READING PASSAGE:
Sunday, July 26, 2015

On Laudato Si’ as a political document

Where Al Gore and Pope Francis part company is over the relation of the climate crisis to contemporary industrial civilisation.

For Gore the fundaments of this civilisation are unquestioned. For Pope Francis the climate crisis is only the most extreme expression of a destructive tendency that has become increasingly dominant through the course of industrialisation. Judaeo-Christian thought “demythologised” nature, breaking with an earlier worldview that regarded nature as “divine”. But as the industrial age advanced, by ceasing to regard the Earth, our common home, with the proper “awe and wonder”, humans have come to behave as “masters, consumers, ruthless exploiters, unable to set limits to our immediate needs.” “Never have we so hurt and mistreated our common home as we have in the past two hundred years.” The vision of the encyclical is not straightforwardly anti-modernist, although I have no doubt that it will be mischaracterised in this way. The advances in the fields of medicine, engineering and communications are welcomed. “Who,” Francis exclaims at one point in the encyclical, “can deny the beauty of an aircraft or a skyscraper?” But for him, in the end, the treatment of the Earth as a resource to be mastered and exploited; the limitless appetite for consumption that has accelerated during the past 200 years of the industrial age and has culminated in our “throwaway culture”; and the most extreme consequence of the contemporary crisis of post-industrial society, the climate emergency – are inseparable phenomena, part of a general and profound civilisational malaise. “Doomsday predictions,” the encyclical claims, “can no longer be met with irony or disdain. We may well be leaving to coming generations debris, desolation and filth. The pace of consumption, waste and environmental change has so stretched the planet’s capacity that our contemporary lifestyle, unsustainable as it is, can only precipitate catastrophe.”

Why has this come to pass? The encyclical argues that we have become slaves both to what is called the “technological paradigm” and the theory of market fundamentalism. […]

But “everything is related” has another meaning. In the contemporary world there exist not “two separate crises, one environmental and the other social, but … one complex crisis which is both social and environmental.” The most important connection between the twin social and environmental crises is expressed in these words. “A sense of deep communion with the rest of nature cannot be real if our hearts lack tenderness, compassion and concern for our fellow human beings.” The human family is disfigured by radical inequality. This inequality should arouse our “indignation”. It rarely does.

STUDY MATERIAL:
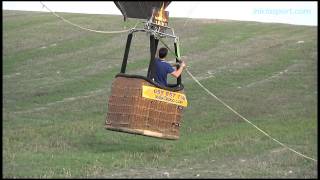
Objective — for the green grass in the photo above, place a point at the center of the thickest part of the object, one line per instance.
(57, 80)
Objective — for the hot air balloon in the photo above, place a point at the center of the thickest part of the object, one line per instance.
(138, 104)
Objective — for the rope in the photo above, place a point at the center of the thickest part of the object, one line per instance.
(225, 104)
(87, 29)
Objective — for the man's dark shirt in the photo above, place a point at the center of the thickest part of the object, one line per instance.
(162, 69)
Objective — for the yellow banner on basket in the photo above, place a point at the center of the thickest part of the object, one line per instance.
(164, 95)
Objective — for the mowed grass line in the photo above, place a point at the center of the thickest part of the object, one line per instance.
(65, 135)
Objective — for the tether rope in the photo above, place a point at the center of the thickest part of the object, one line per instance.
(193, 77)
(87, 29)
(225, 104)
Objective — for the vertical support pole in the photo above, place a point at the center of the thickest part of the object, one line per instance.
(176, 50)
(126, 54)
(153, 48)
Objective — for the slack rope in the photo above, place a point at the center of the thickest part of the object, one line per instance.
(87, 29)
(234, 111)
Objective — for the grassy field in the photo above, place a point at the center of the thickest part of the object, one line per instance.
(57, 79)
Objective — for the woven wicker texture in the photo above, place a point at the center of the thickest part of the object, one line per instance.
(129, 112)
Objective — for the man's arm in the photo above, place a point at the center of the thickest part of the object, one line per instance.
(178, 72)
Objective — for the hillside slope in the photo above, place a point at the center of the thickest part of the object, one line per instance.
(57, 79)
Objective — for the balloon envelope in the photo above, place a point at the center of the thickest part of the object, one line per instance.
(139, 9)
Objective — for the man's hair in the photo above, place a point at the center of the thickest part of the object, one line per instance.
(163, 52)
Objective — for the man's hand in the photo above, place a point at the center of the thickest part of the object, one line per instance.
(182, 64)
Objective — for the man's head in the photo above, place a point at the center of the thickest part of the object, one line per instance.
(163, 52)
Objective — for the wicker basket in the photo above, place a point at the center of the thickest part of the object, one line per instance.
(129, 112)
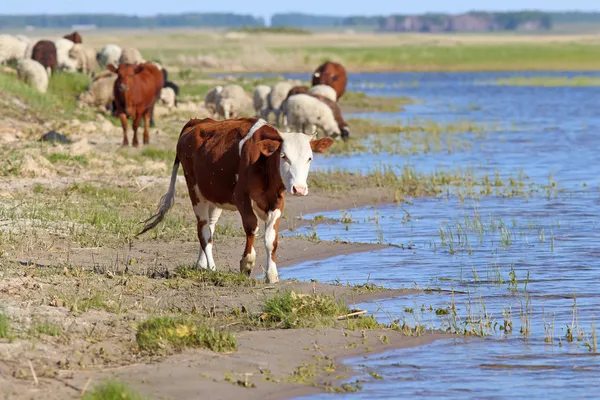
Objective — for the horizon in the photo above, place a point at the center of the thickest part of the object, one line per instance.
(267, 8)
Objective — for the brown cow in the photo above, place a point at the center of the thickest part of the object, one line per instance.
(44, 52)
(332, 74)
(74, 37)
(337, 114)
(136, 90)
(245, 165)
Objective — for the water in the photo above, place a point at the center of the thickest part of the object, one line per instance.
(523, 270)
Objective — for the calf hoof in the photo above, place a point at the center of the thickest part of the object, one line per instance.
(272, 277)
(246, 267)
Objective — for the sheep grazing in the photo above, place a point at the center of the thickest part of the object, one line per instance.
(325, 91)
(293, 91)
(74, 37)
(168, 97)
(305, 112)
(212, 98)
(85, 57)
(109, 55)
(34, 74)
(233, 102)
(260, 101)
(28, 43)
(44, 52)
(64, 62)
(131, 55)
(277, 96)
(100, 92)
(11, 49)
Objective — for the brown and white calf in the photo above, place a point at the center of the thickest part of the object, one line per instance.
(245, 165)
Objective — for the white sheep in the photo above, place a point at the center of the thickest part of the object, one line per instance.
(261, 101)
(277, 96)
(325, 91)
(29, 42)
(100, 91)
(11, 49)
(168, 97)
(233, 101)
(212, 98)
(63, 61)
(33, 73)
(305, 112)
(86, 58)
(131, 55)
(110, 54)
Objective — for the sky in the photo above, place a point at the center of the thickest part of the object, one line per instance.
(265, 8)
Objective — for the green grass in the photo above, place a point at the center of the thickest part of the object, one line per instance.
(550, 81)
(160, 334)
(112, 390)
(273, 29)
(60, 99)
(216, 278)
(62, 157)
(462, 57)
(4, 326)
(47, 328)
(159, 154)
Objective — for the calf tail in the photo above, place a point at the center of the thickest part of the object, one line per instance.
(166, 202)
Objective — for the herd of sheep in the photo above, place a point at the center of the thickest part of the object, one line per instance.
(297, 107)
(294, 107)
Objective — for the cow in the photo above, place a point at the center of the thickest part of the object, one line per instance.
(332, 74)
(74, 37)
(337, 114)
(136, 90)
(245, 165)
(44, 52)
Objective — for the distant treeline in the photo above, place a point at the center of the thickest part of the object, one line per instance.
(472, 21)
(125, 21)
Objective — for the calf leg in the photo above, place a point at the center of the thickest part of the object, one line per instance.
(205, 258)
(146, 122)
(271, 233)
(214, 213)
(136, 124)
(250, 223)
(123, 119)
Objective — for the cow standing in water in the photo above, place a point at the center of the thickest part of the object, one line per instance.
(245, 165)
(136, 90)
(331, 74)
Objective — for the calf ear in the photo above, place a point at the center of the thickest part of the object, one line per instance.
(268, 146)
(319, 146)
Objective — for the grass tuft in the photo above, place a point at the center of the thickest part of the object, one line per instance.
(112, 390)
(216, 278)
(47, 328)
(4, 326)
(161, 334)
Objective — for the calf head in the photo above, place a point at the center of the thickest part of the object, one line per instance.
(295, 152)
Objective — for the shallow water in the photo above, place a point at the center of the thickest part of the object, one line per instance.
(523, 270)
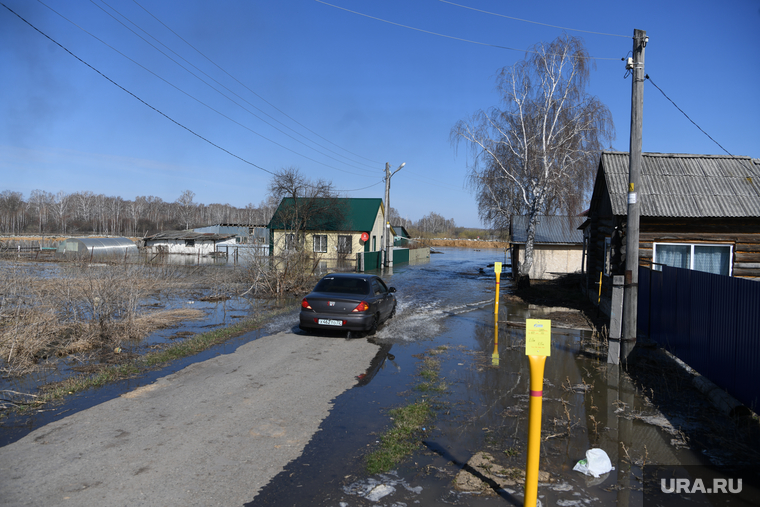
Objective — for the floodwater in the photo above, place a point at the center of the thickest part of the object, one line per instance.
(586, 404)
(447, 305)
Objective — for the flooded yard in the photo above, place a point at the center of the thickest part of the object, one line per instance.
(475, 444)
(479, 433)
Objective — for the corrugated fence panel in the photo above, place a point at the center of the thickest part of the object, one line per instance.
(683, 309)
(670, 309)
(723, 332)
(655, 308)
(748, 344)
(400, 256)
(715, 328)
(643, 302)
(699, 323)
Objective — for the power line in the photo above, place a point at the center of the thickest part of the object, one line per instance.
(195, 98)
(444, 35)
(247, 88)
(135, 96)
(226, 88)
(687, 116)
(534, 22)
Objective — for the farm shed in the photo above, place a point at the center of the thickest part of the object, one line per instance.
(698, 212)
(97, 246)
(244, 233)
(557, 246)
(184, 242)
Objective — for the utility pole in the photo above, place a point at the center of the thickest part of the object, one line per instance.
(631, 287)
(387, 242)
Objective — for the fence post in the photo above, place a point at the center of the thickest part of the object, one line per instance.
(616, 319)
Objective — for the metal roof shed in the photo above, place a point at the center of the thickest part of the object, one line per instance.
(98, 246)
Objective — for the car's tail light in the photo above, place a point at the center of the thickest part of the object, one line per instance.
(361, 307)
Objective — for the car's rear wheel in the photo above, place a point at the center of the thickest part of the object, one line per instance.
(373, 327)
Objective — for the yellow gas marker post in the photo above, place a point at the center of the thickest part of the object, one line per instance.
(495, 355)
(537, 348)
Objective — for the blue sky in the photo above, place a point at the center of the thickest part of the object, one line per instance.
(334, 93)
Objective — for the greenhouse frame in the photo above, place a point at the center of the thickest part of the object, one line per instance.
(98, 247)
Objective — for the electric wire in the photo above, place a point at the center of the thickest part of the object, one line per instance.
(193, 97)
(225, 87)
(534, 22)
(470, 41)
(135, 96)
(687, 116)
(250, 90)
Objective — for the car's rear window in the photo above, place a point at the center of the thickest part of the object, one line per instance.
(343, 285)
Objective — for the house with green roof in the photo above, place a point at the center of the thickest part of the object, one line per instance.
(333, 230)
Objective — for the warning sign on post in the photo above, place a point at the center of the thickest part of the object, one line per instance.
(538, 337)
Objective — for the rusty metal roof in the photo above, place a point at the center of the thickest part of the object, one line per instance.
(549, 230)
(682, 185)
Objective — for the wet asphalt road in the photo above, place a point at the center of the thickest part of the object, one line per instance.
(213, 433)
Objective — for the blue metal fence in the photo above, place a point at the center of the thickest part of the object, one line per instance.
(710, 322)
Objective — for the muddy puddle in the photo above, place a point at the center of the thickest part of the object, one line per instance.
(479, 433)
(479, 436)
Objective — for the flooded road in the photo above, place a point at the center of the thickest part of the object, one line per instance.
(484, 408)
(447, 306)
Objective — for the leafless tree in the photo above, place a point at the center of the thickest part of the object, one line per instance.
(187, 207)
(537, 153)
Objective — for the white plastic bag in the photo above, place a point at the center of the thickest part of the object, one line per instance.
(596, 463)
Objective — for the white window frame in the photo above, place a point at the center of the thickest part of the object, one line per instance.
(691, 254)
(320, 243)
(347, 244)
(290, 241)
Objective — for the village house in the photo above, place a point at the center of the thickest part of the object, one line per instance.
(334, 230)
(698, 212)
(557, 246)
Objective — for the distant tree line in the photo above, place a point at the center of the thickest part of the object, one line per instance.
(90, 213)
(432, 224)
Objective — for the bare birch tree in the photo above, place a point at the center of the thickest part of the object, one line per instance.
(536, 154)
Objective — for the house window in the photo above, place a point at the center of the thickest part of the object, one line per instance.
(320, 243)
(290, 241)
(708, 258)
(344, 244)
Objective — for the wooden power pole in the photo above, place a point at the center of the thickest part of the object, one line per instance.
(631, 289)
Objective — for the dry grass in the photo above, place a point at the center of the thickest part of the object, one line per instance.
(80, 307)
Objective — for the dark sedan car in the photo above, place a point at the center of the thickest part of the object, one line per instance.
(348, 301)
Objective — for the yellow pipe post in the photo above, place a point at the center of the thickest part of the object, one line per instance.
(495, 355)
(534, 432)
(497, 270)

EXERCISE DIRECTIONS: Quote the part of the essay on Laudato Si' from "Why has this" to "It rarely does." word for word.

OUTPUT FOR THIS TASK:
Why has this come to pass? The encyclical argues that we have become slaves both to what is called the “technological paradigm” and the theory of market fundamentalism. […]

But “everything is related” has another meaning. In the contemporary world there exist not “two separate crises, one environmental and the other social, but … one complex crisis which is both social and environmental.” The most important connection between the twin social and environmental crises is expressed in these words. “A sense of deep communion with the rest of nature cannot be real if our hearts lack tenderness, compassion and concern for our fellow human beings.” The human family is disfigured by radical inequality. This inequality should arouse our “indignation”. It rarely does.